Aim of the task: Could you copy out every line of the data where the word "below" occurs?

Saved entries
╭──

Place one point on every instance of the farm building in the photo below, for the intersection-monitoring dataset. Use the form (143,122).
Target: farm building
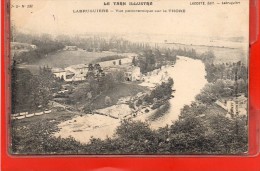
(80,72)
(236,105)
(59,72)
(133,73)
(70,48)
(71,73)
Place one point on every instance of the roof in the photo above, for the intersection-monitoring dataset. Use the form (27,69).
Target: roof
(69,72)
(56,70)
(79,66)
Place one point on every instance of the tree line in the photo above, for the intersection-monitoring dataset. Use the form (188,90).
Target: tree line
(32,92)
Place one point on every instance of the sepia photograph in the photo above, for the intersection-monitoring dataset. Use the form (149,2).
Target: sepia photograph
(159,77)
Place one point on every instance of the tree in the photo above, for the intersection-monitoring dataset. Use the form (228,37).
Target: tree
(108,100)
(134,61)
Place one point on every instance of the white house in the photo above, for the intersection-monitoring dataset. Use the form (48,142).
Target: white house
(236,105)
(79,71)
(59,72)
(72,73)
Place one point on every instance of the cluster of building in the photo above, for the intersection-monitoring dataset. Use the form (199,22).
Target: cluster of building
(79,72)
(235,105)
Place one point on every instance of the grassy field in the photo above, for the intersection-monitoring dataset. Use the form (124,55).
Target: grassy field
(117,92)
(64,58)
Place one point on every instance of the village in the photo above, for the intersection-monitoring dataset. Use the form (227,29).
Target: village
(74,75)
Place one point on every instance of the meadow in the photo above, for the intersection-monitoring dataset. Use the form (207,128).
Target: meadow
(62,58)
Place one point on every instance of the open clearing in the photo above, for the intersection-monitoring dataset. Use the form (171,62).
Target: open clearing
(189,79)
(63,58)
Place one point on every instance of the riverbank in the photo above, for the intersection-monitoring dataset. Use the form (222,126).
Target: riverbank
(189,78)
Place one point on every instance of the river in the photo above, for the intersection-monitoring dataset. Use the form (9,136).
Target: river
(189,78)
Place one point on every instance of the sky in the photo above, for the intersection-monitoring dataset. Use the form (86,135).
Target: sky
(57,17)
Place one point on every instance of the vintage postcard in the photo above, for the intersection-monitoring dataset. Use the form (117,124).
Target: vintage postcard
(129,77)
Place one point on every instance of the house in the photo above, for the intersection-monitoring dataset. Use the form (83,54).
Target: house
(70,48)
(72,73)
(133,73)
(236,105)
(76,72)
(59,73)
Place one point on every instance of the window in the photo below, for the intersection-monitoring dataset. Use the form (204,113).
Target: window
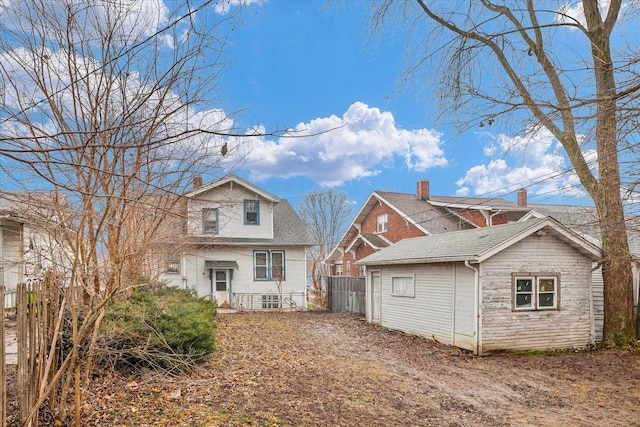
(383,223)
(535,292)
(209,221)
(402,286)
(269,265)
(252,212)
(270,301)
(221,280)
(173,266)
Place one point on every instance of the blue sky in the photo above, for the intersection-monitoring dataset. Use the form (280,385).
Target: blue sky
(313,66)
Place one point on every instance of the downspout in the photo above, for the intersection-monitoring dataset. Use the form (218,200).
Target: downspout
(592,313)
(476,307)
(183,270)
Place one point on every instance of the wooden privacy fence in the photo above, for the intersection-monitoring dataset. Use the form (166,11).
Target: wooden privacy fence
(346,294)
(36,312)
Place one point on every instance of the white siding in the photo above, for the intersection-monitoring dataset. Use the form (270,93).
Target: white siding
(11,259)
(568,327)
(430,312)
(229,200)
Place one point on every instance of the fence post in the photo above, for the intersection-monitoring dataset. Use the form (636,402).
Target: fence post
(3,366)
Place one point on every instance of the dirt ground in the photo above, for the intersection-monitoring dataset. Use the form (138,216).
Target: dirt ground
(327,369)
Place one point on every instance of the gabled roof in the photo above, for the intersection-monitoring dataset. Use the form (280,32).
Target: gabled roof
(474,245)
(237,180)
(424,216)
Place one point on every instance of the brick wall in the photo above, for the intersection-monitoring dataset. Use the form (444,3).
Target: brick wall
(397,226)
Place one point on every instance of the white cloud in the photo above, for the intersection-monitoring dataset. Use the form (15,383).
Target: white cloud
(222,7)
(333,150)
(535,160)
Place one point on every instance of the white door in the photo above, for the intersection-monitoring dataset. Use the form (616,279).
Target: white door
(220,287)
(375,296)
(464,323)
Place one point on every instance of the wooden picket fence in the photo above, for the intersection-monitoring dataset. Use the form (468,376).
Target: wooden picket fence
(35,313)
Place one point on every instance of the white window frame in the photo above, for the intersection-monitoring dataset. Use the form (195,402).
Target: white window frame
(207,223)
(538,292)
(403,286)
(271,269)
(270,301)
(382,223)
(256,204)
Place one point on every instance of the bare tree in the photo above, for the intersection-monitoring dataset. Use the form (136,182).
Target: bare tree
(107,105)
(511,59)
(326,213)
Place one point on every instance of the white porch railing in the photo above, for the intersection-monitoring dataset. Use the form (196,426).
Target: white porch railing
(269,301)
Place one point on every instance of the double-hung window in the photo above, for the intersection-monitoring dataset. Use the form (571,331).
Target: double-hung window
(535,291)
(252,212)
(383,223)
(209,221)
(269,265)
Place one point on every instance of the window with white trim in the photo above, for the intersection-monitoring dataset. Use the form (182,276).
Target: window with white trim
(383,223)
(270,301)
(403,286)
(535,291)
(252,212)
(268,265)
(209,221)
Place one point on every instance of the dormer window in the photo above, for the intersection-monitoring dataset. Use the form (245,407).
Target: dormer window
(383,223)
(209,221)
(252,212)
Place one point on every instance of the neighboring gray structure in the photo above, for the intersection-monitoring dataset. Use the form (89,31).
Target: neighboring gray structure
(512,287)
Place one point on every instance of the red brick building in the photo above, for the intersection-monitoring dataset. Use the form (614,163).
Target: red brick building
(388,217)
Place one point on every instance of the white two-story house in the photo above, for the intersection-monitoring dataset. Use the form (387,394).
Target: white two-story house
(244,247)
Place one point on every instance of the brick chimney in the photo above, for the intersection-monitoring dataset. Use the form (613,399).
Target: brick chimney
(197,182)
(522,198)
(423,189)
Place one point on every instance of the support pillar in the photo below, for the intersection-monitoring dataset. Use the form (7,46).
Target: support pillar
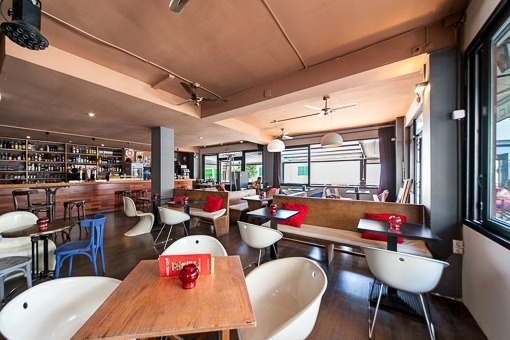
(162,161)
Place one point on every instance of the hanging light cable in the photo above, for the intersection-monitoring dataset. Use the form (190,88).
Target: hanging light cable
(331,139)
(47,156)
(93,159)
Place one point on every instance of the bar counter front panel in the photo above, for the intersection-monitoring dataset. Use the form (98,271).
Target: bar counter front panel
(100,196)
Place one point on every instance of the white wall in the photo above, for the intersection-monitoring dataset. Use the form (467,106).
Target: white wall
(476,15)
(486,283)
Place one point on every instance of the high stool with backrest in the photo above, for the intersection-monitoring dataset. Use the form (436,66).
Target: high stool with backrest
(89,248)
(23,202)
(142,204)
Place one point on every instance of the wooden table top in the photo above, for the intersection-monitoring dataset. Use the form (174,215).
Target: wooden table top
(281,214)
(407,230)
(257,198)
(33,229)
(146,305)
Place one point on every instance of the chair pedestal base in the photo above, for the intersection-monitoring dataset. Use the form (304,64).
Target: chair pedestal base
(144,226)
(396,299)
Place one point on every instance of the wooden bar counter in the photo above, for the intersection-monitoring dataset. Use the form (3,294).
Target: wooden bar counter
(101,196)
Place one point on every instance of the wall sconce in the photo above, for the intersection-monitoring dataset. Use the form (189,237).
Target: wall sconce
(418,88)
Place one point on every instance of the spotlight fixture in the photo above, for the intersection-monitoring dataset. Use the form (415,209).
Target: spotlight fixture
(25,25)
(177,6)
(418,88)
(276,145)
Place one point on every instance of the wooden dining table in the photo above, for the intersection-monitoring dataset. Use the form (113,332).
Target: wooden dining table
(256,201)
(393,298)
(146,305)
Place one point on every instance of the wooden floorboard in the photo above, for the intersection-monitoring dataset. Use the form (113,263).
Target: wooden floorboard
(344,309)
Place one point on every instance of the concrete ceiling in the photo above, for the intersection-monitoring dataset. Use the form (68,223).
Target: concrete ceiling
(124,61)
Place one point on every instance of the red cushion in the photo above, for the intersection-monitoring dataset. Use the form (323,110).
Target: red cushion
(381,217)
(213,203)
(297,219)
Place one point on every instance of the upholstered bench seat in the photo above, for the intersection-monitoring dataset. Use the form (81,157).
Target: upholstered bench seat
(349,238)
(237,210)
(217,218)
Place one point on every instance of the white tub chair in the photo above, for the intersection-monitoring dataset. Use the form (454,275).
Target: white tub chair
(22,246)
(55,309)
(145,223)
(285,295)
(196,244)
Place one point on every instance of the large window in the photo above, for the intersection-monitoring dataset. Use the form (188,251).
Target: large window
(350,164)
(488,203)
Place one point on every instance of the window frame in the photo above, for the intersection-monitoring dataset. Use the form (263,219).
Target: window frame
(479,146)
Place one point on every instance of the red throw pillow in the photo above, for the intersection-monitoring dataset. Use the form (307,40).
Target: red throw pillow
(213,203)
(297,219)
(381,217)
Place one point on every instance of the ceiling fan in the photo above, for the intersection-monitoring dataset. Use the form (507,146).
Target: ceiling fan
(284,135)
(195,98)
(322,111)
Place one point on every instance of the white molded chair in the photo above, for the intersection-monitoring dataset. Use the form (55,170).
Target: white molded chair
(146,222)
(196,244)
(258,237)
(55,309)
(410,273)
(285,295)
(22,246)
(171,217)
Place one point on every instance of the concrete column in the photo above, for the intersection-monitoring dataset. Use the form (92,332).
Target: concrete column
(162,162)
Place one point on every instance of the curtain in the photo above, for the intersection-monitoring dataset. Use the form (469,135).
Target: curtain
(388,162)
(277,169)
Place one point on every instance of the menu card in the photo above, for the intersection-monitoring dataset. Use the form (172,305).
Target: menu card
(171,265)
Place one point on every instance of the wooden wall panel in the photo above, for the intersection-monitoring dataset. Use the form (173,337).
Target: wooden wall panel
(100,196)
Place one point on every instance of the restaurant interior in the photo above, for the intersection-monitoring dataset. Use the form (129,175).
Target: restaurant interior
(125,108)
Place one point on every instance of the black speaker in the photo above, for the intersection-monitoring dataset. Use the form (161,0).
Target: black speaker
(25,25)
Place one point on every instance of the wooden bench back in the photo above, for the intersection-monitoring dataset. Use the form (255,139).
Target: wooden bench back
(344,214)
(235,197)
(201,195)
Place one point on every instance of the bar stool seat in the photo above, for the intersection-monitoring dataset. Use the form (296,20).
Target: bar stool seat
(12,264)
(68,211)
(120,196)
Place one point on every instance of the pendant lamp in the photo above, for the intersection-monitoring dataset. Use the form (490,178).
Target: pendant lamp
(331,140)
(276,145)
(47,156)
(93,159)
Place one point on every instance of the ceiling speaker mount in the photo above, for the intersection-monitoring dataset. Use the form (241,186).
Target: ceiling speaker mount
(25,25)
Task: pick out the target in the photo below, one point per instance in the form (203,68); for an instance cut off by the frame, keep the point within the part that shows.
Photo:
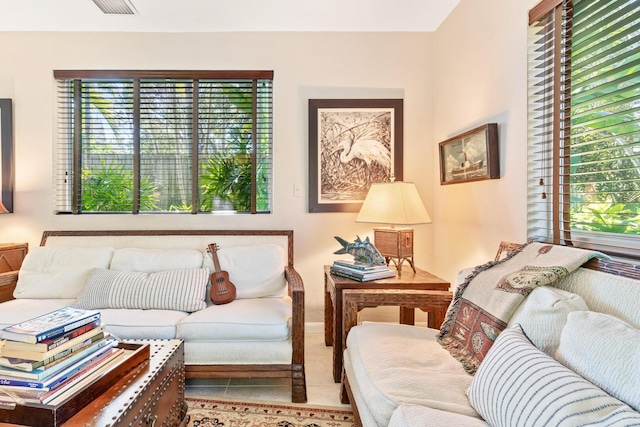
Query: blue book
(49,325)
(57,379)
(40,374)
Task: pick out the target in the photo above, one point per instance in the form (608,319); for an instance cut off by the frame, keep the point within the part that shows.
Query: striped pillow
(517,384)
(182,290)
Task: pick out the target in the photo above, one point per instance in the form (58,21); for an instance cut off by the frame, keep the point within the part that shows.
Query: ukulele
(222,290)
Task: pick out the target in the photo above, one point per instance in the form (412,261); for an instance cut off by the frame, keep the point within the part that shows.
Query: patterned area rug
(219,413)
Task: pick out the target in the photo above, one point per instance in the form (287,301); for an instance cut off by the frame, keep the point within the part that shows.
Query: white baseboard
(318,327)
(314,328)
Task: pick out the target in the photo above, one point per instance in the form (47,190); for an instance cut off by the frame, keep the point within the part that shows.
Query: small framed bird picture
(352,144)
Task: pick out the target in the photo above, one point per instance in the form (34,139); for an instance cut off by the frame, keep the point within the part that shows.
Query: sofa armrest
(296,291)
(433,302)
(7,285)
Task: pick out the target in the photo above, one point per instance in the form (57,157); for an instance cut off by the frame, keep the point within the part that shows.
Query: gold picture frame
(470,156)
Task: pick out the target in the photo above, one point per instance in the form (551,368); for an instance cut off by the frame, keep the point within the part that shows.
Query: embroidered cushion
(182,290)
(605,351)
(517,384)
(485,302)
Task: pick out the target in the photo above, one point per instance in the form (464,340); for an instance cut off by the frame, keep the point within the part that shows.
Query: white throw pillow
(543,314)
(256,271)
(152,260)
(519,385)
(604,350)
(59,272)
(182,290)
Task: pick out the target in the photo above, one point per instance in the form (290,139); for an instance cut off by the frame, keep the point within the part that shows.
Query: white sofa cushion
(605,351)
(423,416)
(261,319)
(182,290)
(517,384)
(152,260)
(128,323)
(59,272)
(256,271)
(426,374)
(543,314)
(606,293)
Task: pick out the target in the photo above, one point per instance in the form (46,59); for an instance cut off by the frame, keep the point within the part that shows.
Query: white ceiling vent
(116,7)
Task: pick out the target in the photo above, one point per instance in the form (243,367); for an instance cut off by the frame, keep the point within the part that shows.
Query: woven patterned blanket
(484,303)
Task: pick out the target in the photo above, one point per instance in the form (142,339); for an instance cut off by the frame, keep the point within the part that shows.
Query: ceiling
(228,15)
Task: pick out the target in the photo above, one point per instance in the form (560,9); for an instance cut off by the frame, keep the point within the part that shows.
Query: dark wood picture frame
(470,156)
(352,144)
(6,153)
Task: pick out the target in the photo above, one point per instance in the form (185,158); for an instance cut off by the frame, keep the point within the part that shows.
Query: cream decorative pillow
(517,384)
(152,260)
(256,271)
(59,272)
(543,314)
(604,350)
(182,290)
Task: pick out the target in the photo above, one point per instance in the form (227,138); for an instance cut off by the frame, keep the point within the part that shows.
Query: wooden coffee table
(152,393)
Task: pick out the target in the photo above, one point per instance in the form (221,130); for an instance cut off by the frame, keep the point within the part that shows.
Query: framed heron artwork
(352,144)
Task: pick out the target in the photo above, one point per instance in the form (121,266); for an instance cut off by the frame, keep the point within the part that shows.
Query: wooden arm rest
(296,291)
(434,302)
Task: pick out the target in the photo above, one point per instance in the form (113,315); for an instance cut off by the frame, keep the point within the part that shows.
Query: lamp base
(395,244)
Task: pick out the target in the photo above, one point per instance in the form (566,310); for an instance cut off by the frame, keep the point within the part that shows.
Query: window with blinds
(584,124)
(164,141)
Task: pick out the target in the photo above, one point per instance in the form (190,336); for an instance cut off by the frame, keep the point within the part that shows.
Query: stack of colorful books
(42,358)
(361,272)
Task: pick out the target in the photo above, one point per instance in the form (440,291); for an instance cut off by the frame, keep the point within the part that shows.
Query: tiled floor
(321,390)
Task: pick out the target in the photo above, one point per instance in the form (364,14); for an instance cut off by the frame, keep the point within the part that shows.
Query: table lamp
(394,203)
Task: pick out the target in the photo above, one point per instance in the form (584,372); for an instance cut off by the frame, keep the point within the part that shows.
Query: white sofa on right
(569,356)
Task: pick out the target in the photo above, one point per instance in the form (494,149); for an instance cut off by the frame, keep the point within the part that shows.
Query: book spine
(52,333)
(53,343)
(361,267)
(56,342)
(77,368)
(21,383)
(346,274)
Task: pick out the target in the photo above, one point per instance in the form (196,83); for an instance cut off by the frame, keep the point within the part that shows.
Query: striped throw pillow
(182,290)
(519,385)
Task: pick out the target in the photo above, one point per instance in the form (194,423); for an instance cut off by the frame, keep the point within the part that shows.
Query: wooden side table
(11,257)
(433,302)
(333,303)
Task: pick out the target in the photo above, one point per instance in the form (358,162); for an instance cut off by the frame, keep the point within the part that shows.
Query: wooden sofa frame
(295,371)
(436,300)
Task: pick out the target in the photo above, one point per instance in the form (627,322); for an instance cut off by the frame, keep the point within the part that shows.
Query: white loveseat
(259,334)
(568,356)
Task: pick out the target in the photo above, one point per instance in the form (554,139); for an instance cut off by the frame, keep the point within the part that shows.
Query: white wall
(481,77)
(306,65)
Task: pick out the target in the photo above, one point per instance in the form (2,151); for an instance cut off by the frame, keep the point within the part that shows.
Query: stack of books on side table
(361,272)
(43,358)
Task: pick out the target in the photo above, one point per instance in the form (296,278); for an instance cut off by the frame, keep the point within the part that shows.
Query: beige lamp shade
(395,203)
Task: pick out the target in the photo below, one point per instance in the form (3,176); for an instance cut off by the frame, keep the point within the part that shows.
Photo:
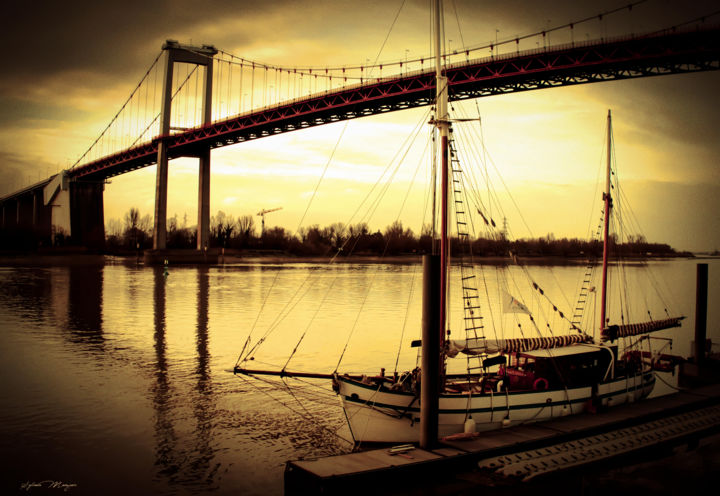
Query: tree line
(242,233)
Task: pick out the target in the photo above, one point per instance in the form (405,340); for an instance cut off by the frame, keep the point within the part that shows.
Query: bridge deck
(521,452)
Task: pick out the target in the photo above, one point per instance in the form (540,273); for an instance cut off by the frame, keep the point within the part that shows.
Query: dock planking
(369,470)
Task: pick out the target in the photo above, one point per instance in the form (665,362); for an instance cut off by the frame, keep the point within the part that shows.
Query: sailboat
(516,380)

╰──

Answer to this exercise:
Place one point on every instance of the farm building in the photo below, for the intersection-monitoring dataset. Use the form (143,122).
Place one point on every instance of the window in the photo below, for the intersection-monitoring dataset. Use the form (204,113).
Place one point on every instance of the support pillar in the photo below, for the intersection-monitoring dataset. Use the form (7,46).
Task: pick out the target in the photo below, one point per instance in the form (203,68); for an instance cut off by the frame, keep the point within the part that shows.
Task: pick out the target in the photo below, one point per instance in the form (3,176); for an instance cut off by the frame, keep the point within the part that shows.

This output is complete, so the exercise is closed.